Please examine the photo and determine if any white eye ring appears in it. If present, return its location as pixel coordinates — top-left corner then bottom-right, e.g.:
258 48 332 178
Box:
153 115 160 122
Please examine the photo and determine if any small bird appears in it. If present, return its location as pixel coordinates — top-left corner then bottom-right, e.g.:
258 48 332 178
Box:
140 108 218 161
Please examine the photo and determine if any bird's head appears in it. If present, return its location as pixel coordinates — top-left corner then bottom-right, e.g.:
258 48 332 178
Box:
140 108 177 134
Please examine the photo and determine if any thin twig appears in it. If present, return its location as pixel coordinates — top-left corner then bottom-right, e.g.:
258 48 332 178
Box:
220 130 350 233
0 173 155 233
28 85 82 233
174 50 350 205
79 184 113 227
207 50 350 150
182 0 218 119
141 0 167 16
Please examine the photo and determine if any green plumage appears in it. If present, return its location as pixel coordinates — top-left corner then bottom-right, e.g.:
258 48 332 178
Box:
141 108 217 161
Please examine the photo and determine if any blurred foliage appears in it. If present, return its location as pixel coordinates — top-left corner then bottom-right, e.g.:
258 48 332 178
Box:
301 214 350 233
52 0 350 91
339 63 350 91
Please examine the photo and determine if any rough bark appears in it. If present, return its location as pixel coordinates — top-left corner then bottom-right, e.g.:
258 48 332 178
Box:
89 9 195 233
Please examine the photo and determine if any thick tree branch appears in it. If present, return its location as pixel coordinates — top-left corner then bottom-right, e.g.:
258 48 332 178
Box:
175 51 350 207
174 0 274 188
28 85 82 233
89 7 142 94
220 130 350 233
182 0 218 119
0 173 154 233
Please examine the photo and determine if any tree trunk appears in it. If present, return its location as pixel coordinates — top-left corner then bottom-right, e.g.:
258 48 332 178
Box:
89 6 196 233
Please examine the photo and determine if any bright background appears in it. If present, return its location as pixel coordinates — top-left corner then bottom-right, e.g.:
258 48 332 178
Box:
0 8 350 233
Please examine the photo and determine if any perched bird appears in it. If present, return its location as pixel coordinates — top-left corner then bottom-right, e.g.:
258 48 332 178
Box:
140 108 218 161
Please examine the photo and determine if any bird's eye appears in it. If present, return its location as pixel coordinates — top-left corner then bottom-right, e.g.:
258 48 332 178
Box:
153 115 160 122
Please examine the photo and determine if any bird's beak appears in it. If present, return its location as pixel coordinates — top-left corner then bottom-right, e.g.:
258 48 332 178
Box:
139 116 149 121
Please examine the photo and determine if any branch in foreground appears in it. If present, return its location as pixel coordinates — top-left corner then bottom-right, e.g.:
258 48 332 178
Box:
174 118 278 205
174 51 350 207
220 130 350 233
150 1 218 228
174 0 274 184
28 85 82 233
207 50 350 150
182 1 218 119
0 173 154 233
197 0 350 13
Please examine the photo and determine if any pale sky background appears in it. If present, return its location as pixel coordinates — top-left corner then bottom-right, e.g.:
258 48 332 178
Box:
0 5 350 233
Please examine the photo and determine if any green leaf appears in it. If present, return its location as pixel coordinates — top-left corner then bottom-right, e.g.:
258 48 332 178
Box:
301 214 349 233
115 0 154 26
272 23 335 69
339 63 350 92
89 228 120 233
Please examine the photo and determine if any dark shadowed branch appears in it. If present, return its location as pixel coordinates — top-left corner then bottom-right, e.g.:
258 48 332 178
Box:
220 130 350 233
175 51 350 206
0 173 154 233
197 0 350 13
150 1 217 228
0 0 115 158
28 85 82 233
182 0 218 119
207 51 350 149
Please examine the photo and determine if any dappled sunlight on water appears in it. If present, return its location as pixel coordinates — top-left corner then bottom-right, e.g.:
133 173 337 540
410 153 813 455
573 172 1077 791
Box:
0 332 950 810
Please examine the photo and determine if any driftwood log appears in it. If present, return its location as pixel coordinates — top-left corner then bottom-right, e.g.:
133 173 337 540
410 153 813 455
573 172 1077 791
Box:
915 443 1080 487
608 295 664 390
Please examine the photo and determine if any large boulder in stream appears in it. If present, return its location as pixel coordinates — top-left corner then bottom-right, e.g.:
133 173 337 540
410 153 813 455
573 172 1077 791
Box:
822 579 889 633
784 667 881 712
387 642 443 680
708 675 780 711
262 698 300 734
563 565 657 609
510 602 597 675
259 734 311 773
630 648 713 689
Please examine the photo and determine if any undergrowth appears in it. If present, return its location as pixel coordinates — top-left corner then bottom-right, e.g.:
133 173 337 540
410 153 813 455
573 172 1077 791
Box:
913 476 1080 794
————
OBJECTIVE :: Pull every line of the listing above and reproduce it word for word, with nothing changed or left out.

RESPONSE TO THIS TASK ::
Please examine the photo and determine if any white eye ring appears in it. If present, return its location as pixel coordinates — top-left corner then bottom-right, e.g.:
258 48 332 178
Box:
153 115 160 122
Please examine the photo and determine if any small bird appears in it. If present, return its location as pixel coordinates — top-left corner then bottom-right, e.g.:
258 48 332 178
Box:
140 108 218 161
Please examine the photo and determine if any bird's head appears in it. If present, return its location as pixel coordinates — top-left corner then bottom-right, e.g.:
258 48 332 178
Box:
140 108 177 134
Please examine the photo and determine if any thin twig appears in it. If present, return its location as pixel coordinates — top-left corner then bottom-right, e.g.:
258 48 332 178
Box:
220 130 350 233
0 173 155 233
28 85 82 233
174 50 350 205
79 184 113 227
207 50 350 150
182 0 218 119
141 0 167 16
Please examine the photo and determine if any green plumage appears in it. If present, return its location as pixel coordinates — top-left corner then bottom-right, e.g.:
258 48 332 178
Box:
141 108 217 161
Please examine the photo and determine if any blurred foliage appears in it. If present, return its location as pixel coordinates — top-left corner then bottom-right, e.g.:
258 48 332 178
Box:
301 214 350 233
52 0 350 91
339 63 350 91
Please examine the photo and determine if any rough bark appears in it. If present, return its location as pixel coordinates — top-left corner then bottom-right, e.g.:
258 48 332 178
Box:
89 9 195 233
Please examine the photo and determine if any thick tree branch appears in it. If present, return its location as pixel coordinates — top-left corner then bottom-right, e.g.:
258 48 332 178
Box:
175 51 350 207
174 0 274 188
28 85 82 233
89 7 142 94
220 130 350 233
182 0 218 119
0 173 154 233
Please examine the photo and determine if any tree trunk appears in it. If present, return its location as pixel coordinates — top-left corner then bottom-right, e.g.:
258 48 332 178
Box:
89 6 196 233
Please examine the photo and determine if any bright background appears in it. If present, return its location as pixel coordinates — top-left corner then bottom-right, e.g.:
258 48 332 178
Box:
0 8 350 233
Please examine the photo and determine if any perched bird appears in it. If present, return its location as pixel coordinates — top-left corner then bottom-right, e.g.:
258 48 332 178
Box:
140 108 218 161
Please examine the photo and determine if any bird's eye appears in it. If present, return its location as pixel coordinates — top-left corner then bottom-right, e.g.:
258 48 332 178
Box:
153 115 160 122
Please examine the photo and determine if any bird's beak appears in it. If present, return its location as pixel coordinates — top-left corner then bottom-right, e.g.:
258 48 332 178
Box:
139 116 149 121
Please examine the photo and determine if any branch in foreground appears in it. If present, return its location as pixel coordinates — top-left corner then bottom-right, e.g.:
258 48 332 178
Box:
174 118 278 205
174 51 350 207
220 130 350 233
150 1 218 228
174 0 274 184
28 85 82 233
207 50 350 150
182 1 218 119
0 173 154 233
197 0 350 13
Please examine the photo and determine if any pale sky background appears in it. If present, return its location as pixel coordinates — top-left corner then bottom-right, e.g.:
258 48 332 178
Box:
0 5 350 233
Please examine the photo and determine if any green leaf appears in it. If present, return its location as pixel coordinates — top-left corner then bottom-right, e.g.:
258 48 332 178
Box:
301 214 349 233
115 0 154 26
272 23 335 69
339 63 350 92
89 228 120 233
Please examine the photo and determine if any dark shadowed branch appears in it. If present, return its location as pixel coordinates — top-left corner then bottom-right, e.g.:
258 48 332 178
Box:
220 130 350 233
175 51 350 206
0 173 154 233
197 0 350 13
150 1 217 228
0 0 115 158
28 85 82 233
182 0 218 119
207 51 350 149
Please examine the photo and determine if any dappled sunlight on water appears in it. If present, return its location as pixel coordinates — top-left corner then bottom-right, e.g.:
133 173 337 540
410 153 813 455
573 172 1077 791
Box:
0 332 950 810
Please examine the photo and determine if any driftwood log appears in it. If present, return its location as pixel coordinates — top-left corner then bottom-right, e.g.:
133 173 337 540
410 153 813 455
573 172 1077 791
Box:
915 443 1080 487
608 295 664 390
Please examine the photo and determine if any large boulder in stream appears in it. If present, return its location as pixel coordinates — top-left corner then bottom-right, e.g.:
133 173 337 540
410 153 813 455
573 172 1077 791
Box:
822 579 889 633
784 667 881 712
387 642 443 680
708 675 780 711
262 698 300 734
563 565 657 609
510 602 597 675
259 734 311 773
630 648 713 689
Please examine the photo and determine if any undergrowth appears in it. If present, return its location as pixel coordinates — top-left corner then bottom-right, e.g.:
133 173 337 540
410 153 813 455
573 172 1077 791
Box:
913 476 1080 794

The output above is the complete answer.